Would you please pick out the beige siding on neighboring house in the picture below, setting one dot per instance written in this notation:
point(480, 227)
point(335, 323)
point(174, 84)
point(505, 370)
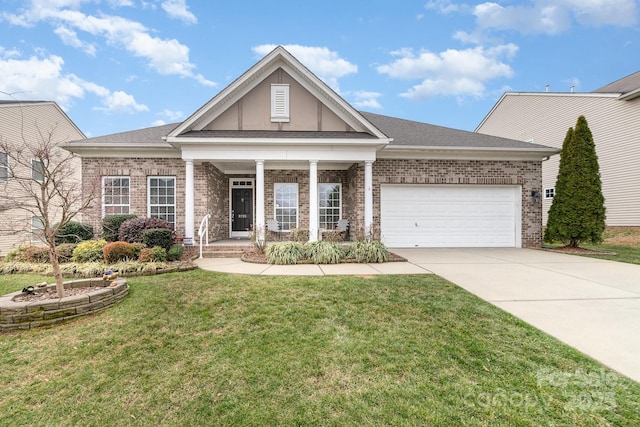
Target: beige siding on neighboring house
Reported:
point(20, 125)
point(544, 118)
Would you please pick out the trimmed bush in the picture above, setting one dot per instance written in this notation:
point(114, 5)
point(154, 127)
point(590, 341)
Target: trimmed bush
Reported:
point(118, 251)
point(321, 252)
point(38, 254)
point(284, 253)
point(111, 225)
point(155, 254)
point(132, 229)
point(65, 251)
point(175, 253)
point(137, 248)
point(89, 251)
point(162, 237)
point(74, 232)
point(300, 235)
point(18, 254)
point(368, 252)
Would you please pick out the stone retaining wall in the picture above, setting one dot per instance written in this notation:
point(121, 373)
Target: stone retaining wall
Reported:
point(32, 314)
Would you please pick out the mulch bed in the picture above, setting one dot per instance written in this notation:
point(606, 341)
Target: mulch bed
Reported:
point(256, 257)
point(577, 251)
point(52, 294)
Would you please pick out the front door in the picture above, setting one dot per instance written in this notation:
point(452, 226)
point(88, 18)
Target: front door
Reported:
point(241, 211)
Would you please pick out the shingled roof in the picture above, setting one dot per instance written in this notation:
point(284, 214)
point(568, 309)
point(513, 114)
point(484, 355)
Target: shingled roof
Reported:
point(410, 133)
point(404, 133)
point(624, 85)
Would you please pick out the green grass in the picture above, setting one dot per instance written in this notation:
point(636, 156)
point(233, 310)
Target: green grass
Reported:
point(201, 348)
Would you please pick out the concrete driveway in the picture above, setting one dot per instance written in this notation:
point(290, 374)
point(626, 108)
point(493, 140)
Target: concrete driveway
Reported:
point(592, 305)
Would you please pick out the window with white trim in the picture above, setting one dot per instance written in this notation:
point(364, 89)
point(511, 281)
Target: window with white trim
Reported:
point(115, 195)
point(329, 205)
point(37, 229)
point(286, 205)
point(37, 170)
point(4, 166)
point(279, 103)
point(162, 198)
point(549, 193)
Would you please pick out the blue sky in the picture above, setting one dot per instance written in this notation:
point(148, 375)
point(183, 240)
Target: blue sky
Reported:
point(117, 65)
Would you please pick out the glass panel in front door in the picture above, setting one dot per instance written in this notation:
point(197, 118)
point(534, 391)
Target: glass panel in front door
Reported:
point(242, 207)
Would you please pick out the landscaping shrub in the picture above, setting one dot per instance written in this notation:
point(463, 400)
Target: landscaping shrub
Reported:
point(89, 251)
point(117, 251)
point(284, 253)
point(65, 251)
point(175, 253)
point(18, 254)
point(373, 251)
point(38, 254)
point(132, 229)
point(137, 248)
point(300, 235)
point(162, 237)
point(111, 225)
point(156, 253)
point(74, 232)
point(321, 252)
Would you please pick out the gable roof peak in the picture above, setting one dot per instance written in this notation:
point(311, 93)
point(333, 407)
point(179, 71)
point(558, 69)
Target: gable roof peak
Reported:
point(278, 58)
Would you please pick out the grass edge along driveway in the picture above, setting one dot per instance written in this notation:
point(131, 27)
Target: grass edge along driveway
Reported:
point(202, 348)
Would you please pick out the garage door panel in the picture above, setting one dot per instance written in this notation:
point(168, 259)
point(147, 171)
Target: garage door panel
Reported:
point(449, 216)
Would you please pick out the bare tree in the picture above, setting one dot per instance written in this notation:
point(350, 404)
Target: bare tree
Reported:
point(42, 180)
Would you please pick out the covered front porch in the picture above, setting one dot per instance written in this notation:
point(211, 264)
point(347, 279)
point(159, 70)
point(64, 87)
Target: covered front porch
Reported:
point(243, 197)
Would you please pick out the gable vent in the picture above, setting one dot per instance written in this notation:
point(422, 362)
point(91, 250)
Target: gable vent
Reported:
point(279, 103)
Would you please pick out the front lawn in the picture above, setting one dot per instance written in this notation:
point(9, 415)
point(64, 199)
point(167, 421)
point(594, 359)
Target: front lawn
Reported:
point(202, 348)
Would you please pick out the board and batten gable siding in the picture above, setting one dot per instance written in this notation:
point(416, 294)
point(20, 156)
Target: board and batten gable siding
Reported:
point(253, 110)
point(21, 123)
point(544, 118)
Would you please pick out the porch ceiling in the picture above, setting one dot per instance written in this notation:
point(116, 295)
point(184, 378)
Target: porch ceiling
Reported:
point(249, 167)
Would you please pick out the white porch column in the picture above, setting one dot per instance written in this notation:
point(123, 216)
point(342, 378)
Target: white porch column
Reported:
point(189, 208)
point(259, 225)
point(313, 200)
point(368, 199)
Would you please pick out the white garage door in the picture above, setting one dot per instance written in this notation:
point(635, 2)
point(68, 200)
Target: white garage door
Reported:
point(450, 216)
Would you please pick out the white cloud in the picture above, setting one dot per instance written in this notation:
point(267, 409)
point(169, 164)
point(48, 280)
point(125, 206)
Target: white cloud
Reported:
point(166, 56)
point(171, 115)
point(366, 99)
point(453, 72)
point(552, 17)
point(178, 9)
point(442, 6)
point(70, 38)
point(42, 78)
point(323, 62)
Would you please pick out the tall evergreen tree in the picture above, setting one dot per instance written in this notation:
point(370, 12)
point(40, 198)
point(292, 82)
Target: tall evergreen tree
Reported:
point(577, 212)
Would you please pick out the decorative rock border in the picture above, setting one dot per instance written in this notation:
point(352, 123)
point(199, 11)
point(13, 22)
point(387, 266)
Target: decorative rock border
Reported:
point(32, 314)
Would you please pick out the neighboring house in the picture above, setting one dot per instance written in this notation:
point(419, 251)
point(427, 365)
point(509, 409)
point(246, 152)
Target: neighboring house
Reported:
point(613, 114)
point(278, 143)
point(23, 123)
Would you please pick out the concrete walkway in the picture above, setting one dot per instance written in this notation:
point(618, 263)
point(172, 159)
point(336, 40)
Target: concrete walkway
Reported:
point(592, 305)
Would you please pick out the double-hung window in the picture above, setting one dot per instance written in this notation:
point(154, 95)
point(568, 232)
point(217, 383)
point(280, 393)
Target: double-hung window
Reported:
point(329, 205)
point(115, 195)
point(286, 205)
point(4, 166)
point(162, 198)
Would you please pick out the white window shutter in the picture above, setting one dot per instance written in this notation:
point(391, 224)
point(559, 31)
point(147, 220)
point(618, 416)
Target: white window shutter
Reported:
point(279, 103)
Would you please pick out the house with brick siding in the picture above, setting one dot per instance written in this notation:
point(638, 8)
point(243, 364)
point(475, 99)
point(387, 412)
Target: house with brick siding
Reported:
point(613, 114)
point(279, 144)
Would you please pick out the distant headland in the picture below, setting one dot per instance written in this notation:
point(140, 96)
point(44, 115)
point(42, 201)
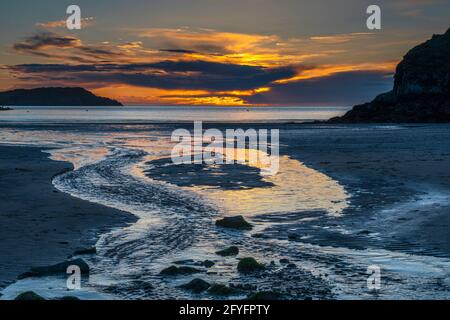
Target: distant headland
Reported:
point(54, 96)
point(421, 92)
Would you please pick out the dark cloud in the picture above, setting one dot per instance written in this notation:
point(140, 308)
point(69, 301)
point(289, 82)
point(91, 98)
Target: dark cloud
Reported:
point(347, 88)
point(189, 75)
point(178, 51)
point(40, 43)
point(46, 39)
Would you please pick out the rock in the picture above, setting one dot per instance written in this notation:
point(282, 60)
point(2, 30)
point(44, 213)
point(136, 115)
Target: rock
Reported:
point(249, 265)
point(174, 271)
point(29, 296)
point(196, 285)
point(237, 222)
point(265, 295)
point(421, 92)
point(70, 96)
point(69, 298)
point(230, 251)
point(221, 290)
point(208, 263)
point(91, 250)
point(56, 269)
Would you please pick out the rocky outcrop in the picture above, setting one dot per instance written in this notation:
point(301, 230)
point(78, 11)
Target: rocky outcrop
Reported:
point(237, 222)
point(60, 268)
point(54, 97)
point(421, 92)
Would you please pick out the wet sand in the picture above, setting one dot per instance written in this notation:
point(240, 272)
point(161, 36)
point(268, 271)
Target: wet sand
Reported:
point(398, 177)
point(38, 224)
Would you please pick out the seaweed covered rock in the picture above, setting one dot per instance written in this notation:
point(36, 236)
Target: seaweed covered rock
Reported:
point(196, 285)
point(29, 296)
point(237, 222)
point(174, 271)
point(265, 295)
point(60, 268)
point(221, 290)
point(230, 251)
point(249, 265)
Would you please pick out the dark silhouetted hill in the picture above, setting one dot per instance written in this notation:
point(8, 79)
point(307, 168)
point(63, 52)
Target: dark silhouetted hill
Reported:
point(54, 97)
point(421, 92)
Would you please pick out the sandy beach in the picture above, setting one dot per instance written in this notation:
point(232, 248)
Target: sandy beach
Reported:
point(390, 183)
point(39, 225)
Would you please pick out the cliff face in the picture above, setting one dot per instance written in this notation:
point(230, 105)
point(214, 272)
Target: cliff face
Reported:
point(54, 97)
point(421, 90)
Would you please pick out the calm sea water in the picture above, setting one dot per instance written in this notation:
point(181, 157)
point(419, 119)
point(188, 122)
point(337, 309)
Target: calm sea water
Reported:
point(168, 114)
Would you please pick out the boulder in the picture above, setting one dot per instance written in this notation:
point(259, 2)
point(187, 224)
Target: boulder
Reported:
point(60, 268)
point(249, 265)
point(174, 271)
point(237, 222)
point(29, 296)
point(230, 251)
point(196, 285)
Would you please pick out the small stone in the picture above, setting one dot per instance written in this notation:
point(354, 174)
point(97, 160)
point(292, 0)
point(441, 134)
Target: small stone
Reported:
point(174, 271)
point(237, 222)
point(196, 285)
point(231, 251)
point(91, 250)
point(29, 296)
point(249, 265)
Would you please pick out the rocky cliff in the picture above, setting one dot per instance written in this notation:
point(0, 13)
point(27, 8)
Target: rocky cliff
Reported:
point(421, 90)
point(54, 97)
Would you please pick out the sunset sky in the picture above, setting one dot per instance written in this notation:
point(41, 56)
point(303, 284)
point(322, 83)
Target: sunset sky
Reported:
point(214, 52)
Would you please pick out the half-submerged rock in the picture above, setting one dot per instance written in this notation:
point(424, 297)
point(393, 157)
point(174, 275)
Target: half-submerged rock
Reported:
point(219, 289)
point(60, 268)
point(230, 251)
point(196, 285)
point(86, 251)
point(249, 265)
point(174, 271)
point(421, 92)
point(237, 222)
point(29, 296)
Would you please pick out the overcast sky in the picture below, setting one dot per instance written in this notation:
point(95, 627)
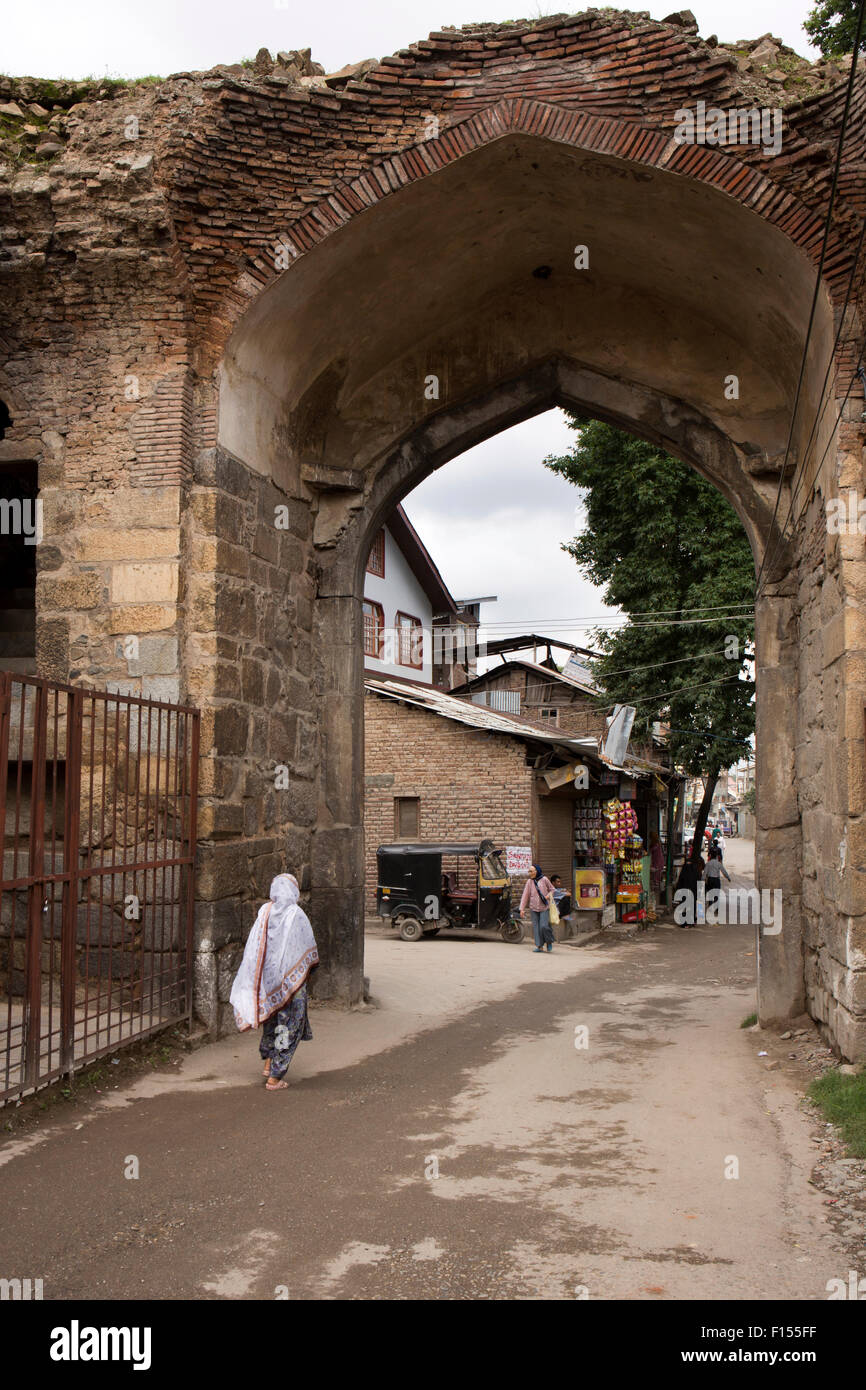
━━━━━━━━━━
■ PROBLEM
Starting at the line that contains "Would you please pick out the blue" and stopping after the line that contains "point(243, 197)", rewrite those records, swapping "Reported" for "Detected" wherever it occurs and keeping everything else unchanged.

■ EXERCISE RESULT
Would you please pick out the blue sky in the picture above, setting one dot per instance written in this notation:
point(148, 375)
point(183, 240)
Target: blue sky
Detected:
point(117, 65)
Would you please pick out the glass panel in front door in the picture above, setting one dot per instance written in this notation:
point(197, 118)
point(534, 391)
Target: glass panel in front door
Detected:
point(242, 207)
Would you please pick out the landscaping shrub in the picture above, setting one dot per instance written in this notation:
point(463, 400)
Target: landscaping shrub
Detected:
point(89, 251)
point(117, 251)
point(284, 253)
point(65, 251)
point(175, 253)
point(18, 254)
point(373, 251)
point(38, 254)
point(132, 229)
point(137, 248)
point(300, 235)
point(162, 237)
point(111, 225)
point(156, 253)
point(74, 232)
point(321, 252)
Would you please pick out the gable roof peak in the picture above, setting one dot per instance written in this notation:
point(311, 93)
point(333, 407)
point(179, 71)
point(558, 69)
Target: gable roof peak
Detected:
point(278, 58)
Would you please pick out the grass edge along driveway in the picture above, setting one dot per instance written in this notation:
point(131, 27)
Target: grass edge along driveway
Detected:
point(202, 348)
Would you please pick out the garage door panel in the picture above, setting one dot per instance written in this notation:
point(168, 259)
point(147, 171)
Target: garage door panel
Detected:
point(449, 216)
Would you please pick out the bare tree in the picture above, setting one dot per instance written in this notation:
point(350, 404)
Target: bare tree
Detected:
point(42, 180)
Would you please pick out the covered front porch in the picture above, setting one dot per instance written in this notation:
point(211, 264)
point(347, 279)
point(159, 70)
point(64, 87)
Target: covered front porch
Detected:
point(243, 197)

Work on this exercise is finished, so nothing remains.